● **Job**
Pick out the rows below that contain the word "track" and copy each of them in full. Only matches with the same capitalization count.

** start of Dataset records **

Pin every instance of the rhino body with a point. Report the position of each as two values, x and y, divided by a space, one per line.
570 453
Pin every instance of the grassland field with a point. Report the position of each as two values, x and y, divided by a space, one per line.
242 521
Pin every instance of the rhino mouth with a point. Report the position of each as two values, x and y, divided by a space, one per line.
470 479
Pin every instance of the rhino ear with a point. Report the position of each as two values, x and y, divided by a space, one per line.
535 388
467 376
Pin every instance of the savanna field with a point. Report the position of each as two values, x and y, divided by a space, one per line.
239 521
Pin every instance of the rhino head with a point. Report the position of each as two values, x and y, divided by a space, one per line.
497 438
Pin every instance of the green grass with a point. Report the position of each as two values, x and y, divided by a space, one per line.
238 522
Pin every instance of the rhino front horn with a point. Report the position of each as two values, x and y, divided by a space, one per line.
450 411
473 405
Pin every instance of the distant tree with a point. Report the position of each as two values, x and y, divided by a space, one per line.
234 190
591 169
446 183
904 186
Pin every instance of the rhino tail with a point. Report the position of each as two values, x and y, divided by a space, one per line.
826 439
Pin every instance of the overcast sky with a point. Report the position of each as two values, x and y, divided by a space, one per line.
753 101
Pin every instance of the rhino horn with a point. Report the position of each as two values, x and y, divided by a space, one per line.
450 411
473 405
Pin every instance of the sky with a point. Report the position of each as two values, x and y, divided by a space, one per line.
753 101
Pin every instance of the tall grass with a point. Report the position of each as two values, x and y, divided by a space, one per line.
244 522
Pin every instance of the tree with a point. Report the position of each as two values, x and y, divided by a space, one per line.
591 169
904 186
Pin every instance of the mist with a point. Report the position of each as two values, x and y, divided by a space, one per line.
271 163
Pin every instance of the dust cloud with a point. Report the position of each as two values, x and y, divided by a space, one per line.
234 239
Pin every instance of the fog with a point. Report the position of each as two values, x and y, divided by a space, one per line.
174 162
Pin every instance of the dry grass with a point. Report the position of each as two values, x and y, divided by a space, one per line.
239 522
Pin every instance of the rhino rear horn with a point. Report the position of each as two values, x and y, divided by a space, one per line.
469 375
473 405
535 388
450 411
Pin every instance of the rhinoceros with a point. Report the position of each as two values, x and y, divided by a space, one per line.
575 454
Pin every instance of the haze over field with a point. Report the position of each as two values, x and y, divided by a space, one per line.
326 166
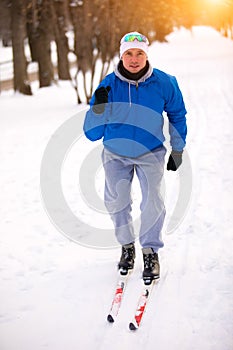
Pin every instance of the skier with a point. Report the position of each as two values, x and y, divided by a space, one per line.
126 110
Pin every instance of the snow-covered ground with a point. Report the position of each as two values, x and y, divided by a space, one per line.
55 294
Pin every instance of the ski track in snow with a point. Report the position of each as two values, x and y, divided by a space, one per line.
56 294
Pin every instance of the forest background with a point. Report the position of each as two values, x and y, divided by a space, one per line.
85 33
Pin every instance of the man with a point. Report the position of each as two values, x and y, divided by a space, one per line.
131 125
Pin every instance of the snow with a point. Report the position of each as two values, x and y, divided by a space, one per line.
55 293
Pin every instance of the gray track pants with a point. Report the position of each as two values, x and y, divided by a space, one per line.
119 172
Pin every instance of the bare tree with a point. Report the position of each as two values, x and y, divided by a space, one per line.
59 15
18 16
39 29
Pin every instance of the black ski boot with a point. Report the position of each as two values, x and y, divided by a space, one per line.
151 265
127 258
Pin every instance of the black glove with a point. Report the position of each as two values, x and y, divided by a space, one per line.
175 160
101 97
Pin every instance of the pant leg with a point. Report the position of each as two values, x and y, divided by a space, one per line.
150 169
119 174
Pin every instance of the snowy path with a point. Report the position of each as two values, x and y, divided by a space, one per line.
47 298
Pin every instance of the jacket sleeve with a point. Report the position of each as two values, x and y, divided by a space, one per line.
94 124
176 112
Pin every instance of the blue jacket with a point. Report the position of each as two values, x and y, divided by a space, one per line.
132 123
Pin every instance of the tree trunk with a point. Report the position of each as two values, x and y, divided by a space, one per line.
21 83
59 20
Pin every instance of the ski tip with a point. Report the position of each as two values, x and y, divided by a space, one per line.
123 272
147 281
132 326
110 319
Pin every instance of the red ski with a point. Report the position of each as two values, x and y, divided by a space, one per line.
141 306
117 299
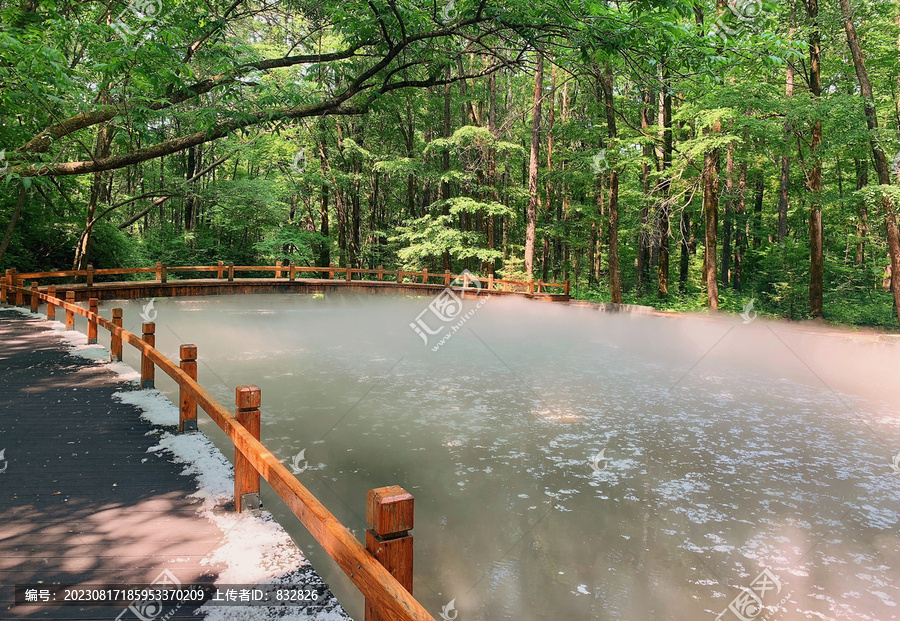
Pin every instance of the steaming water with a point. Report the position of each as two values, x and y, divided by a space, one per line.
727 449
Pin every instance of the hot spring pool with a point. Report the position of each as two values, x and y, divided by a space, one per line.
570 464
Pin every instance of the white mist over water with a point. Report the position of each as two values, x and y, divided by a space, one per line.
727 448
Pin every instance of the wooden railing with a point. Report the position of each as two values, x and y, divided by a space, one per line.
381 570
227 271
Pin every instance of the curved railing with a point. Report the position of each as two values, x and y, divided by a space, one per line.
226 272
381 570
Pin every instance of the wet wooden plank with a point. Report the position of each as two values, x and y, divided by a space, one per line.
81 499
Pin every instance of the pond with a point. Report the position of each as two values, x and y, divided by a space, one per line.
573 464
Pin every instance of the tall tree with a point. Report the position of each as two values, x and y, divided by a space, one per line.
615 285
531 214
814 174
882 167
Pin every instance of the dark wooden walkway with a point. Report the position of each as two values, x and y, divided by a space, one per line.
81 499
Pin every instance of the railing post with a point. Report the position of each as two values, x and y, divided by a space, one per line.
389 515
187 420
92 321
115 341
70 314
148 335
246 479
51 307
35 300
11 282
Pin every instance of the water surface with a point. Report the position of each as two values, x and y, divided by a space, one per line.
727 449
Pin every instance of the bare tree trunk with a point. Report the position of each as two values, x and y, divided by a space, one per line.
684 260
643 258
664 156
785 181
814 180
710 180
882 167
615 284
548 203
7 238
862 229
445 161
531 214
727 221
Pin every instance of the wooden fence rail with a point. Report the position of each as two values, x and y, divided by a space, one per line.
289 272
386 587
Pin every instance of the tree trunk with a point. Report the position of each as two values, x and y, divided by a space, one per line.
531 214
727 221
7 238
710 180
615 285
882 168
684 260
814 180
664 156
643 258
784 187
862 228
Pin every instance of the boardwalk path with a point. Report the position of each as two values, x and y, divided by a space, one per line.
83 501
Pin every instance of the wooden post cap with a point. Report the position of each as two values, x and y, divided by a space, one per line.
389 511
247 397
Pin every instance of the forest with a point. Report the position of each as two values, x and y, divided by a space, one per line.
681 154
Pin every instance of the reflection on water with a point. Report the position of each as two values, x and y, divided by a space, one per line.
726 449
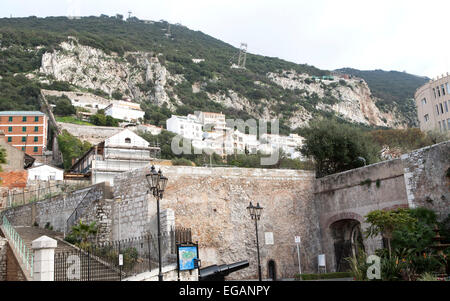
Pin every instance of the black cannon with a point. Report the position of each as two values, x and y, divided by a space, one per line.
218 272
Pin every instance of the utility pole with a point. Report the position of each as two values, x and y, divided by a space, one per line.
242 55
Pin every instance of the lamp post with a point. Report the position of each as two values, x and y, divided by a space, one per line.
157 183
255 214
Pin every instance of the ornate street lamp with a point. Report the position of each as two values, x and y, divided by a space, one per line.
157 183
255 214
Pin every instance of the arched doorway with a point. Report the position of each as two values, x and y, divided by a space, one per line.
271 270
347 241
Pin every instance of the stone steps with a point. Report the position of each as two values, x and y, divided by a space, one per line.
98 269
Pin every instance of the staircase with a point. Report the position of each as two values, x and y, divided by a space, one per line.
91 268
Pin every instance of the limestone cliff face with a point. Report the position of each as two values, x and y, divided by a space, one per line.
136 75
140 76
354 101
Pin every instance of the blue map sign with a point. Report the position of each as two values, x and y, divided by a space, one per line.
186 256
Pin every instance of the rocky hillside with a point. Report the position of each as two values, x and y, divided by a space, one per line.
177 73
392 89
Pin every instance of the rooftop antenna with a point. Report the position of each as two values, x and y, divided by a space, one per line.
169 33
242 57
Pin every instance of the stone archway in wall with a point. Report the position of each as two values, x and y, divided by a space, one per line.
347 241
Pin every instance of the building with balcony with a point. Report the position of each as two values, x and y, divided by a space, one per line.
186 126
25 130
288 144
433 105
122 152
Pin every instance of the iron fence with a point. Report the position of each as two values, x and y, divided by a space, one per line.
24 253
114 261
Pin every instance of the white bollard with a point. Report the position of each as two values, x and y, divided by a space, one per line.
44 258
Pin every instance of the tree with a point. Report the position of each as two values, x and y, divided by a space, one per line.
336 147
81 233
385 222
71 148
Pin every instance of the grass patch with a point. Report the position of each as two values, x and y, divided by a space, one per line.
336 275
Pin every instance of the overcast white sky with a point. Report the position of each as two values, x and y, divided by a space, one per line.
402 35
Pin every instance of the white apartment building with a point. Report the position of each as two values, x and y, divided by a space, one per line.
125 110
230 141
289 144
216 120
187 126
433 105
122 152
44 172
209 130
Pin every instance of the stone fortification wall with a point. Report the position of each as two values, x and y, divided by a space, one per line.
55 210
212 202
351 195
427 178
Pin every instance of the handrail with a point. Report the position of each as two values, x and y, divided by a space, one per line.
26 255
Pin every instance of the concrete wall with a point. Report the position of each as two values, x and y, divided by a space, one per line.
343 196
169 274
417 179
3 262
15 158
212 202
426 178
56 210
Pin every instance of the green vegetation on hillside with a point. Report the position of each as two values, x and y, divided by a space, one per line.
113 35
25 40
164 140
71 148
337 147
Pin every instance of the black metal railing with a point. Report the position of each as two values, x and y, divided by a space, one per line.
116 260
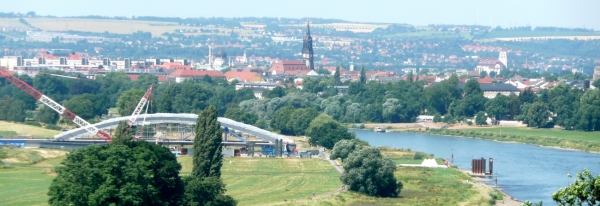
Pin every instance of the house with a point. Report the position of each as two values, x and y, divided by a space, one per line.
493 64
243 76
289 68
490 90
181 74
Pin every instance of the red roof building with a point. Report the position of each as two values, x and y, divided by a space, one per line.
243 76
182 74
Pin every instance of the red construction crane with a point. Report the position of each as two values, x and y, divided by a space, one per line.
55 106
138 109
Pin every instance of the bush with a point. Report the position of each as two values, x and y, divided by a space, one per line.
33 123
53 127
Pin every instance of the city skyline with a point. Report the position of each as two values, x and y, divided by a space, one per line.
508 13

** end of Dataset records **
** start of Dataset records **

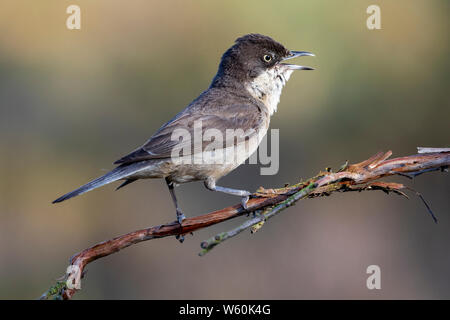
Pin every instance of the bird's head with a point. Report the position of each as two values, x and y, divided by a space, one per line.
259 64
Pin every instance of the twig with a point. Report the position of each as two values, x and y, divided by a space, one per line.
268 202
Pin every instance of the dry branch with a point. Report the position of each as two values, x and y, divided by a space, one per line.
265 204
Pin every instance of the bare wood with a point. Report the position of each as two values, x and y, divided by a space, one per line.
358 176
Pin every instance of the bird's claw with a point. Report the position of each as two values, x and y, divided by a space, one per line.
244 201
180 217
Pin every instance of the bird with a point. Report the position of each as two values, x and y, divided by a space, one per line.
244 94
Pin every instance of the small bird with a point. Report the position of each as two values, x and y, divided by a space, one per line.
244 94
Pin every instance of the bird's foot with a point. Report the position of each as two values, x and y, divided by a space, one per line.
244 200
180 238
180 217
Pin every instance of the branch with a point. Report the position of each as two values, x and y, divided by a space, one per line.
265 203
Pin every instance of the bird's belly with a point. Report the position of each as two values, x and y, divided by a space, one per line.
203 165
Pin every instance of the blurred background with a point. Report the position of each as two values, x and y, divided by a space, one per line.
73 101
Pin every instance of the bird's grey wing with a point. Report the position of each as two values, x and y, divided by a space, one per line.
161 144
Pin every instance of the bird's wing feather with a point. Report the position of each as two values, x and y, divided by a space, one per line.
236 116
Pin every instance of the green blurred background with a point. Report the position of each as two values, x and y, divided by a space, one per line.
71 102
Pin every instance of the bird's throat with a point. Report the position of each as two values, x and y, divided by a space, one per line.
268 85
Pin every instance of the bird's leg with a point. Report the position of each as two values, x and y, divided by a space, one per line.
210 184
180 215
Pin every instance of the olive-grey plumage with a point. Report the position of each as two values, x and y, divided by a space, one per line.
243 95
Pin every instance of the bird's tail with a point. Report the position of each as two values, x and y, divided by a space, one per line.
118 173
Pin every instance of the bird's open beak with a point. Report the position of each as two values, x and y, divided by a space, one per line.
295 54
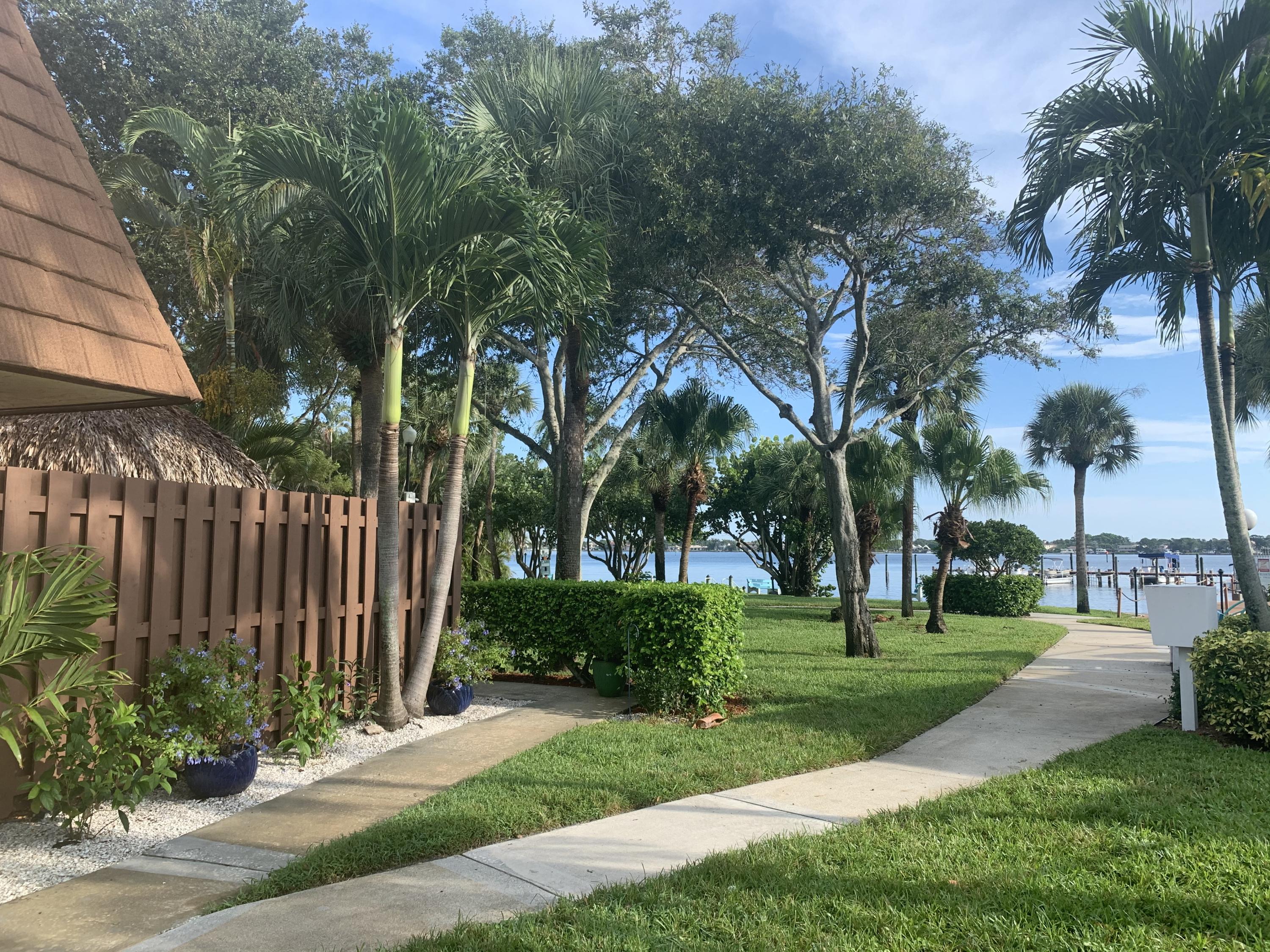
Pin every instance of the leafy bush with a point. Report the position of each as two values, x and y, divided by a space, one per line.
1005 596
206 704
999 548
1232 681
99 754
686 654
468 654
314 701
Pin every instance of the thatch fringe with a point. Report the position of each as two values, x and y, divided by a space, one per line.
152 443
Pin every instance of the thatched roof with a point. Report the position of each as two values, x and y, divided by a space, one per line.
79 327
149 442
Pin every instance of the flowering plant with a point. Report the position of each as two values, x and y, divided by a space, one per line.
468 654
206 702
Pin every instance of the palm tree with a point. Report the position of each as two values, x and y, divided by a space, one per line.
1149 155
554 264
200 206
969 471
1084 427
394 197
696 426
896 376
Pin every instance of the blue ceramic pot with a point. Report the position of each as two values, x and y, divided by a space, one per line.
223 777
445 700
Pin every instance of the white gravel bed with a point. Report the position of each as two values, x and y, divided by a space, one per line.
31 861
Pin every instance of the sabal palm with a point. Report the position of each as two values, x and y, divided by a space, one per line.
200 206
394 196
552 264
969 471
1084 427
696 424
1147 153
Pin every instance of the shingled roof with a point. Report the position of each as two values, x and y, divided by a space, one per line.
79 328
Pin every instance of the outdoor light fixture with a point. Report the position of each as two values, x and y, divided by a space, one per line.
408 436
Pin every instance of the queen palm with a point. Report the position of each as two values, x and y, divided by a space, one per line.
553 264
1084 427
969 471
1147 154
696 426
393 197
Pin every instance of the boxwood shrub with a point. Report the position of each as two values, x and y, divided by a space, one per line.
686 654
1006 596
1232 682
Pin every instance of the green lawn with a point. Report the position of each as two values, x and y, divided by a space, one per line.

** end of Dataset records **
** start of Dataset records **

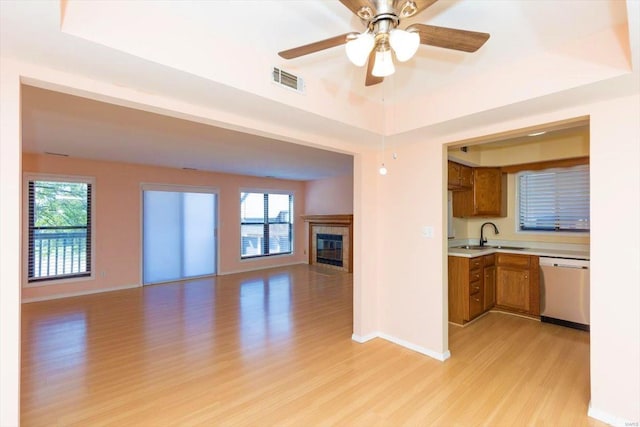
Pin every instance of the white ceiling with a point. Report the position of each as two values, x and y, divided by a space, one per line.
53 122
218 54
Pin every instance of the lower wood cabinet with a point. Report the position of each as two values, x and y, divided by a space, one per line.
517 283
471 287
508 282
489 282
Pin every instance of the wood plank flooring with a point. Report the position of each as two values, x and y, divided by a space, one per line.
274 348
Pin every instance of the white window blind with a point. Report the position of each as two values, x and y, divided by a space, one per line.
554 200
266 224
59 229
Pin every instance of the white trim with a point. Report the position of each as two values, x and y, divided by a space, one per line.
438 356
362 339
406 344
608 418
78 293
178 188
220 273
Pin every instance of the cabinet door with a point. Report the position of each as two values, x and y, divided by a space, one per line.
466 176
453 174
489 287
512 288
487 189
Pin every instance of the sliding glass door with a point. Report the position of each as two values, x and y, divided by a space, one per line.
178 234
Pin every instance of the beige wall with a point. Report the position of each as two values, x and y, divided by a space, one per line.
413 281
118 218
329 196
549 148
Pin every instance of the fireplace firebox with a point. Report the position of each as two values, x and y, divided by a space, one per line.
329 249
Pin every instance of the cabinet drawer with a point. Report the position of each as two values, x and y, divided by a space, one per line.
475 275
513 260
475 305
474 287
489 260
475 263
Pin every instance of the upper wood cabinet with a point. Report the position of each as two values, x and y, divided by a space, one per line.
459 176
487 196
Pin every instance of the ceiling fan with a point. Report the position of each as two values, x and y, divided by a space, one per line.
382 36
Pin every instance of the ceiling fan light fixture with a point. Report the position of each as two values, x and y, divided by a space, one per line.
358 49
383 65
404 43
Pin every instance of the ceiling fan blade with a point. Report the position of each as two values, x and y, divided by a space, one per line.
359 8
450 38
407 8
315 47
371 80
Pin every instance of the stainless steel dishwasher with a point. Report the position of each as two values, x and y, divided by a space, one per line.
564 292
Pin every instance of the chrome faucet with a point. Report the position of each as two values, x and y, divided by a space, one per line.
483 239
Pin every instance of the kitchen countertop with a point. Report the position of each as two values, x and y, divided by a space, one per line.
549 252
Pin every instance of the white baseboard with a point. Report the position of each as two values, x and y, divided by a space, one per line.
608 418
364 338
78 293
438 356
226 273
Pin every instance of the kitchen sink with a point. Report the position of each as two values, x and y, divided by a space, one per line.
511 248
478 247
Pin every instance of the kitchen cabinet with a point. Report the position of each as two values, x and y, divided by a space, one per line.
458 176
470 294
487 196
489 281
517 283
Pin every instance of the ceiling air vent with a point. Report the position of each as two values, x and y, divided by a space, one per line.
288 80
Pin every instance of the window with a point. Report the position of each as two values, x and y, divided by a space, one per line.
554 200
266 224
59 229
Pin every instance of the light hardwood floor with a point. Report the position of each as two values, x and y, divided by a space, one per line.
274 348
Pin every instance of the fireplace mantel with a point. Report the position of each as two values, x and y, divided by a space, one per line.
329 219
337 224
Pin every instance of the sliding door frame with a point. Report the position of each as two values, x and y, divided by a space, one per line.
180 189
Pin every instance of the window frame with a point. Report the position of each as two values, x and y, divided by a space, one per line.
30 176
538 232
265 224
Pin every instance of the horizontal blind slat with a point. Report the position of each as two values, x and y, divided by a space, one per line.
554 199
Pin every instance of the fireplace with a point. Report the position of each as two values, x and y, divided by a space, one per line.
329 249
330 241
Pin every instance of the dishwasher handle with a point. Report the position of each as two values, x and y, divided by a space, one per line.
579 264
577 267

** end of Dataset records **

● **Expected answer**
Pin every instance of the ski track in snow with a point. Report the position of each as two values, x and y, divided by a space, one per line.
Pin every instance of the gray track pants with a point. Report the position of each as two values, x and y, divided by a space, one per line.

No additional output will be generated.